---------- Exercise passage

With the shortstops acquired in both the Lindor & Mike Clevinger trades, which ones could have an impact for the Major League club in 2021? Will any of them be groomed for other positions?
The Lindor trade brought Rosario and Giménez to Cleveland, while the Tribe acquired Gabriel Arias and Owen Miller in the Mike Clevinger trade. At this point, it seems very likely that Rosario and Giménez will be the starting duo up the middle, with whoever doesn’t earn the job at shortstop moving over to second base.
Arias and Miller may need a little more time in the Minors before they make their impact on the big league stage. Although Arias is on the 40-man roster, he has yet to play above the Class A Advanced level and Miller hasn't yet reached Triple-A. But Arias’ defensive versatility will certainly help him down the line, as the experts at MLB Pipeline note he has the ability to play nearly anywhere on the diamond.
Not trying to diminish Lindor’s time in CLE, but how does he rank for Indians as all-time shortstops?
We took a look at the best to play each position in franchise history last April. You can click here to see where Lindor ranked among Tribe shortstops.
At this point, isn’t it realistic to trade Bieber? Every pitch he throws is one closer potential injury on a team that won’t compete for a division for at least a few seasons. Embrace the rebuild and ask for the moon in prospects or Clint Frazier for Bieber.
It’s difficult to answer this question without knowing the Tribe’s long-term plans. Like previously stated, we haven’t really been given an explanation as to why the club has had to make such significant payroll cuts over the last few years. Could they be trying to save more money now for a better chance to lock up Bieber to an extension in the future? Maybe. But if the front office knows that this is eventually heading toward a complete rebuild (if it’s not there already), then getting an early jump on a Bieber trade could get them the king’s ransom in return. But for now, while Bieber is still pre-arbitration eligible, the team can hold on to one of the best arms in the game for minimal cost.
What are the chances that the Indians are thinking rebuild and would move Ramírez as well?
This falls under the same category of a potential Bieber trade. If the team knows that it’s heading for a rebuild, then why not trade José Ramírez as well? He now sits atop their payroll list for next season, as he’s set to make $9.4 million. However, when Antonetti was asked on Thursday whether there would be more trades before Opening Day, he said that the team’s goal will be building on the roster from where it stands now.

--------------------
---------- Source information

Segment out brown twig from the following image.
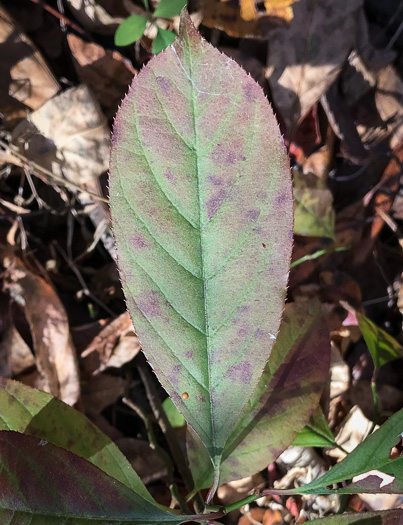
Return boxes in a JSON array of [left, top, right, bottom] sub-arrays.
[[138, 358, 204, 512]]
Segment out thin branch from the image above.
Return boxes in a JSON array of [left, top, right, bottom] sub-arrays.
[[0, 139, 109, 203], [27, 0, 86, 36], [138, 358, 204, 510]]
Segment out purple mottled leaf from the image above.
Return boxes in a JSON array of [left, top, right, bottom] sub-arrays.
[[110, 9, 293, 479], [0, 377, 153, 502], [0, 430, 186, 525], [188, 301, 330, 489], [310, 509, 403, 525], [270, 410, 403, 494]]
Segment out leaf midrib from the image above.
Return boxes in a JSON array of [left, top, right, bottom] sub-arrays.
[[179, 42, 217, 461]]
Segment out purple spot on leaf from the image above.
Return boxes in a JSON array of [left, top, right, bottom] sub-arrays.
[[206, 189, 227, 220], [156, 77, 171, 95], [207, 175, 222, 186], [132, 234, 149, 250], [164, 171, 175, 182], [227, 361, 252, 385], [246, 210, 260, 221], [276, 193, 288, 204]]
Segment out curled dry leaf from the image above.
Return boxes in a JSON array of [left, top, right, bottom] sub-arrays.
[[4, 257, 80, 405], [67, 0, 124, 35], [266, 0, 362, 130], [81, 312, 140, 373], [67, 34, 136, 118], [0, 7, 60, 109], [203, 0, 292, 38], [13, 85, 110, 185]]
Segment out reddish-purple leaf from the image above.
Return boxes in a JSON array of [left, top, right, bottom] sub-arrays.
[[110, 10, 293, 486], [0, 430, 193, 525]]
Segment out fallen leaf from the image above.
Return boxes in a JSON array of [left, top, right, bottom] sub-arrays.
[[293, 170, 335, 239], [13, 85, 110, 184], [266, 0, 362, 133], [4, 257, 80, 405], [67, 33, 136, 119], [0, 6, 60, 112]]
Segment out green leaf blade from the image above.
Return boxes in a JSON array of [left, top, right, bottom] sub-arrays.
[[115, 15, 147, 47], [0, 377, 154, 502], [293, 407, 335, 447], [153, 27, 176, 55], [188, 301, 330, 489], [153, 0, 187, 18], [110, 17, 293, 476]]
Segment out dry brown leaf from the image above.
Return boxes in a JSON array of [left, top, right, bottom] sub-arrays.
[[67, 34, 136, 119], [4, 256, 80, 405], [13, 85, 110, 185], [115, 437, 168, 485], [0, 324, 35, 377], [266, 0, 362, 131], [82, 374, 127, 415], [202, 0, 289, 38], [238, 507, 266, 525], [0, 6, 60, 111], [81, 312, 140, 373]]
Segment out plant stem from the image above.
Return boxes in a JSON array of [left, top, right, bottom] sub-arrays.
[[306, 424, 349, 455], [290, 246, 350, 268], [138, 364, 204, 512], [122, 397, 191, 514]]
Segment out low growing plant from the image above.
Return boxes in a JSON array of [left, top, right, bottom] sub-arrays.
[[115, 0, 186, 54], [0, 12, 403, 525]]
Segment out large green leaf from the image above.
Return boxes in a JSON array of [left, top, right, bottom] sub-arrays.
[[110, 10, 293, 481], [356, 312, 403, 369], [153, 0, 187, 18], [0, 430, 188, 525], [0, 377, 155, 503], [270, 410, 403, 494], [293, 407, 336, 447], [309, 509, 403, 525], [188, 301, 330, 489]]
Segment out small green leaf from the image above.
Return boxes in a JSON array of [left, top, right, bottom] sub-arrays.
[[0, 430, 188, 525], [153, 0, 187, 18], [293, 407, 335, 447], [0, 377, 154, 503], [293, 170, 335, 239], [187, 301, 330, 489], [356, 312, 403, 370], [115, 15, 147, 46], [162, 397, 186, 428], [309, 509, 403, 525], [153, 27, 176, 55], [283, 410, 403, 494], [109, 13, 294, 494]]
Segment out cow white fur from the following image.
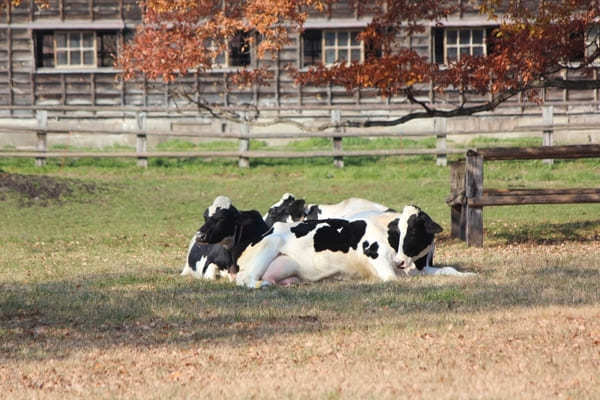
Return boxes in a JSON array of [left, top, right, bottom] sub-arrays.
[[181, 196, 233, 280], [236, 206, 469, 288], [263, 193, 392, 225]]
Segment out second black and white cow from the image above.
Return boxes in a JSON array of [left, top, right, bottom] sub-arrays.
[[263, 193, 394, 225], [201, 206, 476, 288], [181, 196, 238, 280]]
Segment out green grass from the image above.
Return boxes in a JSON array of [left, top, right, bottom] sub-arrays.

--------------------
---------- Source information

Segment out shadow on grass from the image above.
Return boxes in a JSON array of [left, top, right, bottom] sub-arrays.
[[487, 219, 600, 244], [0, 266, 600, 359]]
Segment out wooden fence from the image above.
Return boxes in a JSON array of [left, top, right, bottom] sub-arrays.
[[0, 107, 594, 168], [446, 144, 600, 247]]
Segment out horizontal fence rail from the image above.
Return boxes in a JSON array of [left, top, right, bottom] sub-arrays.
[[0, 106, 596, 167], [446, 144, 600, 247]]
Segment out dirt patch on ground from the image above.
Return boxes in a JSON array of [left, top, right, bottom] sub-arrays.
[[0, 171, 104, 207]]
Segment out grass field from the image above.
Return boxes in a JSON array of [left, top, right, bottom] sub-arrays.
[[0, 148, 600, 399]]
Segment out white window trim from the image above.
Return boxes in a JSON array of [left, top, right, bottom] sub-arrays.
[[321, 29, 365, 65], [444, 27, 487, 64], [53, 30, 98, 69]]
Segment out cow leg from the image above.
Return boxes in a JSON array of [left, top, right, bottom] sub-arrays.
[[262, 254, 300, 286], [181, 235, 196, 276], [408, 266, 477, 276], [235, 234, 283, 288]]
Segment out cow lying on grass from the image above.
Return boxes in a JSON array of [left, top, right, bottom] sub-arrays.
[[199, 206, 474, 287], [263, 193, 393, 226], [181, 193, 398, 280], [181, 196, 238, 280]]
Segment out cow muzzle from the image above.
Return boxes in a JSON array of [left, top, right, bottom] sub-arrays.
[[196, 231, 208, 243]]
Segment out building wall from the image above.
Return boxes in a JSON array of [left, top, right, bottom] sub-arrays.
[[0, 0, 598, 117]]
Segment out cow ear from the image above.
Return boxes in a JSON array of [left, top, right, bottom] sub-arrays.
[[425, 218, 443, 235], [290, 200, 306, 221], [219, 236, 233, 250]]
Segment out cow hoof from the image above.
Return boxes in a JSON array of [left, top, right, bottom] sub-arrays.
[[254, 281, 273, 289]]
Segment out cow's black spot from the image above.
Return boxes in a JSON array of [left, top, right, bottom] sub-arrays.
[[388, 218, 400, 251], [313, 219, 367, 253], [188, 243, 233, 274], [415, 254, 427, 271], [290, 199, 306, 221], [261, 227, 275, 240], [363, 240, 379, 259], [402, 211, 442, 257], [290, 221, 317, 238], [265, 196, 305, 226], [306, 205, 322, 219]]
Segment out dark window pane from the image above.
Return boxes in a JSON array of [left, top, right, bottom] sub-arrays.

--------------------

- [The problem] Resume the Cleveland baseball mailbag starting after its last sentence. The material has no connection to the text about the Cleveland team.

- [Written reply]
What are the chances we see Bobby Bradley starting at first base this year for the Indians?
Very high. Whether he locks up the starting job long term or just gets a quick opportunity to prove if he can be their everyday first baseman, it seems like it’s finally time for Bobby Bradley to get his first real chance at the big league level.
What redeeming quality is there of the lineup as it stands?
1. The starting rotation. It may not be as deep as it was prior to Carrasco getting moved, but still having the reigning AL Cy Young Award winner on the staff with exciting arms in Zach Plesac, Aaron Civale, Triston McKenzie and up-and-coming arms in Logan Allen or Scott Moss, there’s still plenty of talent in the rotation.
2. The AL MVP runner up. The Indians may not have the best offensive lineup in the game, but they still have one of the best players in the league at the hot corner. Ramírez finished second in the AL MVP vote last year and had as exciting of a final month of the regular season as a player could have in 2020. If that carries over into 2021, he’ll still be fun to watch every night.
3. Franmil Reyes. The pandemic caused Reyes to go three-and-a-half months without seeing live pitching, which got him off to a slow start to the regular season. Before that, he was lights-out at the plate, demonstrating a whole new level of power during Spring Training. If he can get himself back in that groove this offseason, he’d be one of the most exciting players in the game to watch.